--- What the exercise asks ---
Copy the records starting at the line that contains "In the photo above, where can the balcony railing" and ending at the last line of the records, replacing "white stone facade" with "limestone facade" and leaving all else unchanged.

--- Excerpted records ---
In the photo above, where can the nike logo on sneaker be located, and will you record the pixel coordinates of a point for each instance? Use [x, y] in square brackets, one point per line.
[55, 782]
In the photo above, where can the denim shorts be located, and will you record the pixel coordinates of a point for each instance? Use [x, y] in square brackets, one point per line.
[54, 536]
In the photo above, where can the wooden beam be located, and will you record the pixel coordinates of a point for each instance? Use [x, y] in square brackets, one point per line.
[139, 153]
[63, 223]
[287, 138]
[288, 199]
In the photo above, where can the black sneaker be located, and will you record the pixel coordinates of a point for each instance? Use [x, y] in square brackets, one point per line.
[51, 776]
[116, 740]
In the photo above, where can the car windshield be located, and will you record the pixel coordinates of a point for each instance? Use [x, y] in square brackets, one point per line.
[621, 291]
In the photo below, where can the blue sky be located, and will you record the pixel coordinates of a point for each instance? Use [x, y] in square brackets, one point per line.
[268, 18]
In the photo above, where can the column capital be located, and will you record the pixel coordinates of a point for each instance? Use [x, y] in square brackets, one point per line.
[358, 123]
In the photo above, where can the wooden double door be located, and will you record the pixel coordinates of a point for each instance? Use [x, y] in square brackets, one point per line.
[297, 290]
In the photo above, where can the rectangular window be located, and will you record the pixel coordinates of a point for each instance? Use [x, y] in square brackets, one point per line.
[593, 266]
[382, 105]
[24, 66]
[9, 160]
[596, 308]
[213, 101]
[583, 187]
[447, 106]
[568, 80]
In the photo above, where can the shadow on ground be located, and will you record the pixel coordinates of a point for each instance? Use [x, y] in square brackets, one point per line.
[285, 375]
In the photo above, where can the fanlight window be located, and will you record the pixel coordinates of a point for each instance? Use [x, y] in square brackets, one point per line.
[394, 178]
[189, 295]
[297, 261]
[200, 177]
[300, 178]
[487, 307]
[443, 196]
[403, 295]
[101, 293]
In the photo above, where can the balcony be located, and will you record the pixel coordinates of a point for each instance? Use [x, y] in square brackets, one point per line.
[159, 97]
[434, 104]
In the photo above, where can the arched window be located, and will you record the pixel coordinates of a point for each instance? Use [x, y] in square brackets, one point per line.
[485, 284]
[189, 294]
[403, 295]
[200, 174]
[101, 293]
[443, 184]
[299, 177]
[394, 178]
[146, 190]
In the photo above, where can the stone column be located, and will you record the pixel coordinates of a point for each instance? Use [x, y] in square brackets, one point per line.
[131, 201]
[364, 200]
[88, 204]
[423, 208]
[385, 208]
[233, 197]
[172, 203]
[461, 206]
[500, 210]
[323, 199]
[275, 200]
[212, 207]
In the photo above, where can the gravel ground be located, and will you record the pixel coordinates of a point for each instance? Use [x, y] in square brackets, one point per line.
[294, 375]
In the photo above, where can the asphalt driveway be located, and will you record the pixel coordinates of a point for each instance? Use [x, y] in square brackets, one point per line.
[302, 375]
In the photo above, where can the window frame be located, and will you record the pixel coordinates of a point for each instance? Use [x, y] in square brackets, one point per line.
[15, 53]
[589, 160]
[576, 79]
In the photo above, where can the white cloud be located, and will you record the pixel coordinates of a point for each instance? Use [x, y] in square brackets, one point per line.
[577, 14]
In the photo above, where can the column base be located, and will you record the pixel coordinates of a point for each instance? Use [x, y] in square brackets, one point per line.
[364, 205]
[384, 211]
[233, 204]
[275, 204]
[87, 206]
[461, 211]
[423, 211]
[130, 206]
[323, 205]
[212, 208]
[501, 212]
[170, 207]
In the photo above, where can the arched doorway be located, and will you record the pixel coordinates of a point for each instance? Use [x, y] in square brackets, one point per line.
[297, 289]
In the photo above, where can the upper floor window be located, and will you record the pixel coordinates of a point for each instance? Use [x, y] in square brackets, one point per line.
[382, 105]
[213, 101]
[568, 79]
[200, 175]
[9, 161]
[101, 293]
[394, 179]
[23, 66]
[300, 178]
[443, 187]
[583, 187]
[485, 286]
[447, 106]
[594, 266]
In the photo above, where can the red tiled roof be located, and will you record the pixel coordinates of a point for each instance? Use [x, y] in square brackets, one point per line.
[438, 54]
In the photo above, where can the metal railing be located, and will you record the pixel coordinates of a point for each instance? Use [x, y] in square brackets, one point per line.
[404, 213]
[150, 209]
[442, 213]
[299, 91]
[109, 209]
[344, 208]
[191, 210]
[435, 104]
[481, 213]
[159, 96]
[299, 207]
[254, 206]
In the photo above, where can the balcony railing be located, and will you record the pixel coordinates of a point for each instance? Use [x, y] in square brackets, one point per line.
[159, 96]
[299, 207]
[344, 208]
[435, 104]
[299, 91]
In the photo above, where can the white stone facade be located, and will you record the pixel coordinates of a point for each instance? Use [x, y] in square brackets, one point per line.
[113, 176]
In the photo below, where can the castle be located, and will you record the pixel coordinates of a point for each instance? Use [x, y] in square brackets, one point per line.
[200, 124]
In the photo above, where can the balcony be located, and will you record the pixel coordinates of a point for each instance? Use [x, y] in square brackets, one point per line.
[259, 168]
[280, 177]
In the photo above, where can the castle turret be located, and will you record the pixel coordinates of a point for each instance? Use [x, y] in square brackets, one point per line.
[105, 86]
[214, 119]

--- Written answer ---
In the photo above, where can the balcony railing be located, and will you record the pixel coordinates of a point for each instance? Use [x, y] in square brackets, one point per line.
[159, 96]
[299, 207]
[344, 208]
[435, 104]
[299, 91]
In the photo above, where can the limestone facade be located, and will you record the pixel coordinates of a point for each instance? Use [x, y] in square brackets, one point per line.
[113, 176]
In the photo below, where can the castle be located, and will you record the pixel coordinates of a point for each instance? Use [x, y] in square brackets, one point per line.
[200, 124]
In the photo above, where can the balcony be located, and will you record the pixel coordinates of a point for each instance? Use [x, y] in square brackets, one point per line.
[259, 168]
[280, 177]
In the photo above, where can the castle turret be located, and will you record the pixel coordinates of a point for each instance? Use [x, y] in square brackets, one point per line.
[105, 86]
[214, 119]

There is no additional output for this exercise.